# [PROVIDED TEXT]

Slackware
Established back in 1993, Slackware (The Slackware Linux Project; Wikipedia) is the oldest surviving Linux distribution...
Slackware Linux 3.0 was the first Slackware release to have an official CD-ROM distribution and support installation from CD-ROM. Released in November 1995, the same month as the Pentium Pro. So complete system support is limited to i386, i486 and early Pentium systems.
Fortunately I have a Pentium based system that consists of hardware from this era: tilia. And that machine can be approximated using an Intel 430fx based system in PC emulators such as PCem.
PCem
The IBM PC and compatibles emulator PCem supports a range of PC system, from the original Intel 8088 based IBM PC through to a early 2000s slot 1 based Pentium II system. This includes a couple of systems featuring the Intel 430fx chipset which makes them equivalent to our physical system.
So the target emulated hardware is:
Mainboard | Intel Advanced/ZP (Zappa); Intel Triton 82430FX PCIset aka. 430FX |
---|---|
CPU | Intel Pentium 75 |
RAM | 72 MiB (128 MiB max.) |
Floppy | 3.5" 2.88MB |
Storage | IDE Controller Intel 82371FB aka. PIIX, ATA-2 16 MB/s |
IDE hard disk 2048 GB | |
ATAPI CD-ROM drive | |
Video | S3 Trio64 based VGA |
Network | 10Mb/s ethernet ISA |
PCem Installation
For simplicity of installation I'm using a PCem distribution that bundles a collection of firmware ROMs for the various systems supported by PCem.
For this case I'm using the Windows installer for PCem v17.0 (PCem_Setup.exe).
Alternatively you could use the official distribution from the PCem website and source the required firmware ROMs separately.
Note that if using a Linux installation you need to run pcem and then exit, so the user configuration directory ~/.pcem/ is generated. Then copy the collection of firmware ROMs into the ~/.pcem/roms/ directory. Depending on the source of the firmware ROMs you may need to adjust the case of the filenames so PCem picks them up correctly (see the listing in README.md).
PCem System Configuration
Now that PCem is installed, a machine configuration is required to specify the details of the machine to emulate. Fortunately PCem provides a menu based interface for doing this.

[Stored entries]
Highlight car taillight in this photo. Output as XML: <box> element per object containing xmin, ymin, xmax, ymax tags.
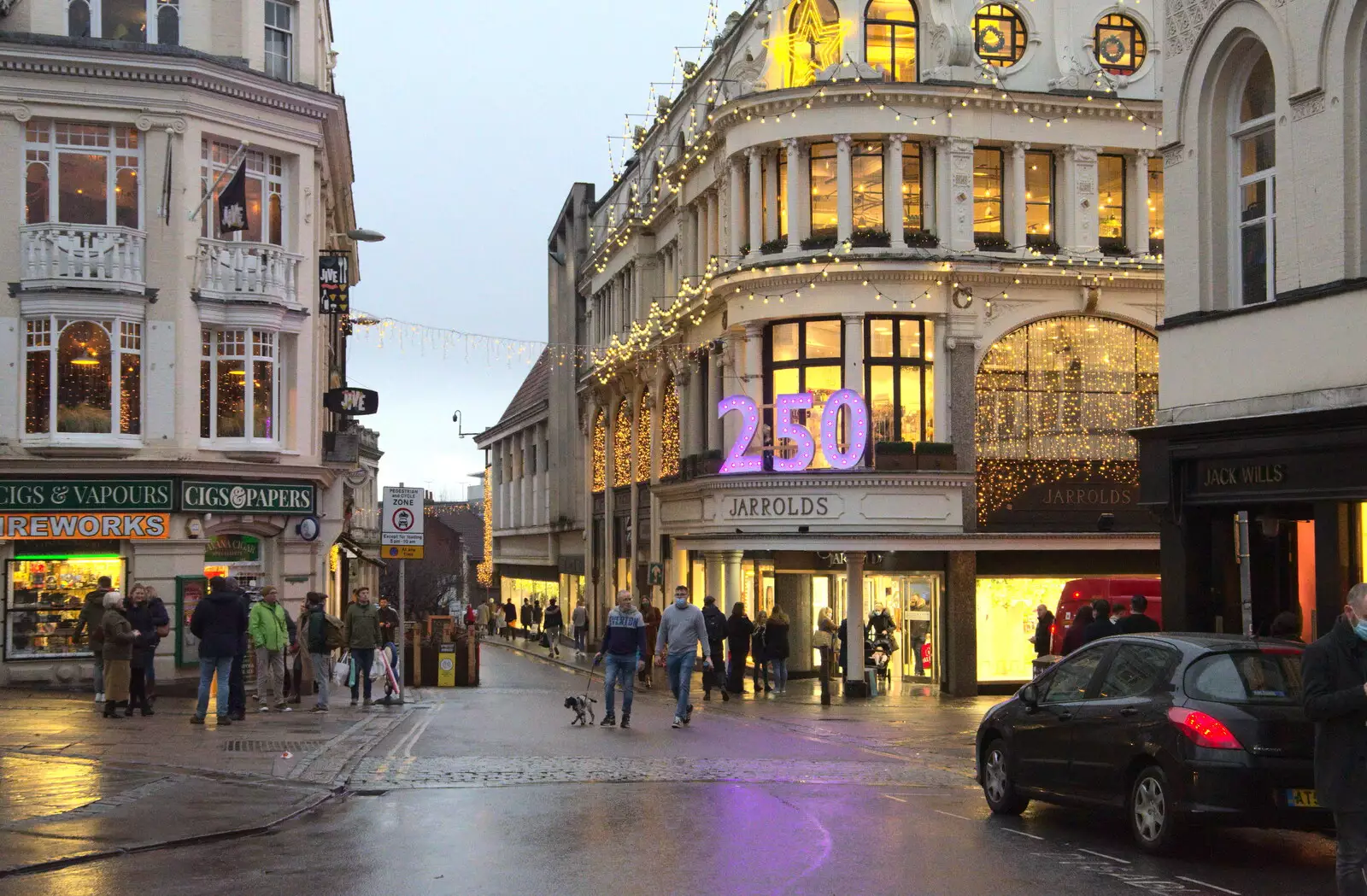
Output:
<box><xmin>1167</xmin><ymin>706</ymin><xmax>1244</xmax><ymax>750</ymax></box>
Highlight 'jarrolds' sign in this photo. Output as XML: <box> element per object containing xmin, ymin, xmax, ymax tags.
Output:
<box><xmin>0</xmin><ymin>479</ymin><xmax>175</xmax><ymax>512</ymax></box>
<box><xmin>180</xmin><ymin>481</ymin><xmax>313</xmax><ymax>516</ymax></box>
<box><xmin>0</xmin><ymin>513</ymin><xmax>171</xmax><ymax>541</ymax></box>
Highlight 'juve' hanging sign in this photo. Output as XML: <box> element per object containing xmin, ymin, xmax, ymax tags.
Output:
<box><xmin>716</xmin><ymin>389</ymin><xmax>868</xmax><ymax>474</ymax></box>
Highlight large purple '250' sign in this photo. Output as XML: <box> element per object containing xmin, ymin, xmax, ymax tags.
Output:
<box><xmin>716</xmin><ymin>389</ymin><xmax>868</xmax><ymax>474</ymax></box>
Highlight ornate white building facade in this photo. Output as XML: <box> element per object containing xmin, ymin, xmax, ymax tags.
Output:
<box><xmin>1141</xmin><ymin>0</ymin><xmax>1367</xmax><ymax>641</ymax></box>
<box><xmin>0</xmin><ymin>0</ymin><xmax>366</xmax><ymax>683</ymax></box>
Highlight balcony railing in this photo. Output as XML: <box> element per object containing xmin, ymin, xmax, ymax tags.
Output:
<box><xmin>19</xmin><ymin>224</ymin><xmax>148</xmax><ymax>292</ymax></box>
<box><xmin>197</xmin><ymin>239</ymin><xmax>303</xmax><ymax>305</ymax></box>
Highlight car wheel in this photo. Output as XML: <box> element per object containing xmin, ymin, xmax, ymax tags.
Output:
<box><xmin>983</xmin><ymin>738</ymin><xmax>1030</xmax><ymax>816</ymax></box>
<box><xmin>1129</xmin><ymin>764</ymin><xmax>1177</xmax><ymax>852</ymax></box>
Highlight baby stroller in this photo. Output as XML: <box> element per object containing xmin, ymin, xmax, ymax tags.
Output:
<box><xmin>864</xmin><ymin>632</ymin><xmax>897</xmax><ymax>682</ymax></box>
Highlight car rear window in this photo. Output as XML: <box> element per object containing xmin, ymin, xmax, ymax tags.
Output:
<box><xmin>1187</xmin><ymin>650</ymin><xmax>1300</xmax><ymax>704</ymax></box>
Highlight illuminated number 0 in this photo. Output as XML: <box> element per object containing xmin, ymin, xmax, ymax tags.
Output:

# [AIM]
Continue the Slackware-on-PCem text from its last sentence. The items have no connection to the text about running Slackware in PCem.

# [FINAL ANSWER]
- Start PCem
- The initial window shows a list of the available machine configurations (most likely empty at this point), and a set of buttons for managing the configurations.
- Create a machine using the bottom left icon ("New") and give the machine a name (e.g. "Slackware 3 i430fx Pentium 75")
- After a short pause the machine configuration dialog should now open. If it doesn't select the new machine from the list and use the tools icon on the right ("Configure") to access the configuration dialog
- Working through the configuration tabs in order:
- Mainboard, processor and memory
- "Machine": we select a i430fx based board, which are currently "[Socket 5] Intel Advanced/ZP" or "[Socket 5] Itautec Infoway Multimidia".
- "CPU": we want an Intel Pentium 75, which happens to be the default.
- "FPU": disabled since the main processor provides an FPU.
- "Memory": in order to match the physical machine this is set to 72, rather than the default and maximum value of 128.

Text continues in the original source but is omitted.